- Do this -
Return all the data, word for word.

[Entries from a point annotation set]
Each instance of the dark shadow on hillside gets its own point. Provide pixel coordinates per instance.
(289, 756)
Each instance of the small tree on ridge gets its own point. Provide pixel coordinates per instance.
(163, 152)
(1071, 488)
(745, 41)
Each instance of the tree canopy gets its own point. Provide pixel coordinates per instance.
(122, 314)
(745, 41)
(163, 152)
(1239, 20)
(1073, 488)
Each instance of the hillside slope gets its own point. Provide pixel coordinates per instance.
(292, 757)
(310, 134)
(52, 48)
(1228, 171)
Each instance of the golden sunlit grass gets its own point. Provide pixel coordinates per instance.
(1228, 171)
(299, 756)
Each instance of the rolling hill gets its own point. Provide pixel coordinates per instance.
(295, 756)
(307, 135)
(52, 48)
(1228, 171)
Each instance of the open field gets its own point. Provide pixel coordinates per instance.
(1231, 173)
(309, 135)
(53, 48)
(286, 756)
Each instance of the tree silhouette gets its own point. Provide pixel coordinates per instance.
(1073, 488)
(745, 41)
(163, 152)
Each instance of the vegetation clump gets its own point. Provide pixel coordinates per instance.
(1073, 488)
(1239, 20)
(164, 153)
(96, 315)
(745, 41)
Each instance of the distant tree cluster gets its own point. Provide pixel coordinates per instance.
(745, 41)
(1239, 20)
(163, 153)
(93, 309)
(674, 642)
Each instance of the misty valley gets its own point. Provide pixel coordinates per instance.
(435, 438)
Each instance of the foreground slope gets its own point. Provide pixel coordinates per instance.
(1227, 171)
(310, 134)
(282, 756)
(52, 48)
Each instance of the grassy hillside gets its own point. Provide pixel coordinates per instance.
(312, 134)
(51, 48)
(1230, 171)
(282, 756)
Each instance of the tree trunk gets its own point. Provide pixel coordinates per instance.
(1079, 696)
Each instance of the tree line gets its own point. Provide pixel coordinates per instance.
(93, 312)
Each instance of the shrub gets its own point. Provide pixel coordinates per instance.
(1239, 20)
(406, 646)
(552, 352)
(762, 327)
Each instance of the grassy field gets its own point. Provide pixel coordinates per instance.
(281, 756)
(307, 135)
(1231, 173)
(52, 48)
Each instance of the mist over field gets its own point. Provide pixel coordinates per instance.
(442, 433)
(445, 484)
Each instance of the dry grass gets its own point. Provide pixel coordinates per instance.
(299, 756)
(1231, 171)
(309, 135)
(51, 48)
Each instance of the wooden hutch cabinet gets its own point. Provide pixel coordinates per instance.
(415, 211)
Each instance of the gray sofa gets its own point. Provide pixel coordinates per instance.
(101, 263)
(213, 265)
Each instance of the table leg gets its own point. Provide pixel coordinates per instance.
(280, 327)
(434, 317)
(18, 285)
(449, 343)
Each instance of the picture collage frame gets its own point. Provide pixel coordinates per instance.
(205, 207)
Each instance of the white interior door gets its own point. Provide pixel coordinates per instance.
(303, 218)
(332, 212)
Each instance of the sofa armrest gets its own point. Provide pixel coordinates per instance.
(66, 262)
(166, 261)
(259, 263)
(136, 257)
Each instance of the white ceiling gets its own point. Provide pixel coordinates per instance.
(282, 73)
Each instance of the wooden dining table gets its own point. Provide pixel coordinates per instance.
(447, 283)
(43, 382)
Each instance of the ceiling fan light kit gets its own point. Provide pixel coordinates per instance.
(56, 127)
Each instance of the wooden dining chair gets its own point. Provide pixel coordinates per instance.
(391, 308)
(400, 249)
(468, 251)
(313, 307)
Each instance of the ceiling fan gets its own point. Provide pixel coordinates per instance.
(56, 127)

- Right answer -
Each instance of the dark shadow on hillside gets its own point. Provide pixel coordinates per instance.
(289, 756)
Each instance of the small tree on ridge gets its own point. Provide pixel coordinates per instance.
(163, 152)
(1071, 488)
(745, 41)
Each instance of the tree canopy gets its own point. Provide pixel coordinates per instance.
(122, 314)
(745, 41)
(163, 152)
(1239, 20)
(1073, 488)
Each instance of the hillside slope gets its own point. Provide pixel coordinates per instance.
(292, 757)
(310, 134)
(52, 48)
(1228, 171)
Each instance of the golden sunlit grass gets its own point. Provide pixel coordinates per instance.
(1228, 171)
(299, 756)
Each instance of the rolling hill gets its own point. Provide pixel coordinates per instance.
(295, 756)
(307, 135)
(52, 48)
(1228, 171)
Each instance of the open field gets its own point. Provide pixel coordinates per instance.
(1231, 173)
(309, 135)
(53, 48)
(286, 756)
Each instance of the tree silhouette gets its own point. Provide pixel coordinates per instance.
(1073, 488)
(745, 41)
(163, 152)
Each instance of the vegetation clump gets its own point. Provide pixel coordinates per instance.
(1073, 488)
(1239, 20)
(164, 153)
(96, 315)
(745, 41)
Each instance of the distant tree cluster gets its own point. Provide pixel coordinates per instance.
(745, 41)
(1239, 20)
(163, 153)
(93, 309)
(674, 642)
Each instance of the misty valley gets its own point. Provide pixel coordinates per instance.
(435, 438)
Each instance of the foreground slope gets its own point. Provide pixel coordinates per instance.
(1227, 171)
(310, 134)
(282, 756)
(52, 48)
Each instance of the grassy hillside gets its own point. Provide pixel coordinates per instance.
(312, 134)
(51, 48)
(1230, 171)
(282, 756)
Each instance of the tree trunk gets its own point. Provide pixel coordinates per instance.
(1079, 696)
Each instance of the tree line gets its own point. Provide pixel coordinates per instance.
(93, 312)
Each instance of the shrub gets its own point. Provide pixel coordinates per instance.
(1239, 20)
(406, 646)
(552, 352)
(762, 327)
Each instance of the grassy field gets its own point. Provide pixel coordinates per instance.
(281, 756)
(307, 135)
(1231, 173)
(52, 48)
Each instance of the mist over field gets its own point. Provide pixel coordinates per instance.
(442, 433)
(445, 484)
Each instance of the dry grass gets its own point. Provide pixel coordinates per instance.
(299, 756)
(1231, 171)
(309, 135)
(51, 48)
Each instance of the wooden hutch cabinet gets its own point. Provide pixel coordinates per instance.
(415, 211)
Each instance of the gray sofa gets its own point. Provide pixel coordinates per instance.
(101, 263)
(213, 265)
Each instance of the table leg gets its own point. Provide pixel coordinates per instance.
(280, 327)
(434, 317)
(18, 285)
(449, 343)
Each instance of the picture collage frame gets its own point. Provide pixel coordinates per instance.
(205, 207)
Each instance of the white interior door gets its own point. Provide pixel coordinates per instance.
(303, 218)
(332, 212)
Each instance of the sofa armrest gets its own point. Provide pixel coordinates per instance.
(66, 262)
(166, 261)
(259, 263)
(136, 257)
Each instance of the white ceiling gets its own point. Provide pixel coordinates per instance.
(282, 73)
Each instance of the wooden dining table gets its own point. Provide pixel coordinates per instance.
(447, 283)
(43, 382)
Each instance of the ceiling fan light kit gets its own point. Provide pixel coordinates per instance.
(56, 127)
Each instance of the wooden dining chair gets its own point. Provide pixel coordinates per instance.
(391, 308)
(400, 249)
(468, 251)
(313, 307)
Each instance of the ceiling fan gets its own point. Provide pixel coordinates per instance.
(56, 127)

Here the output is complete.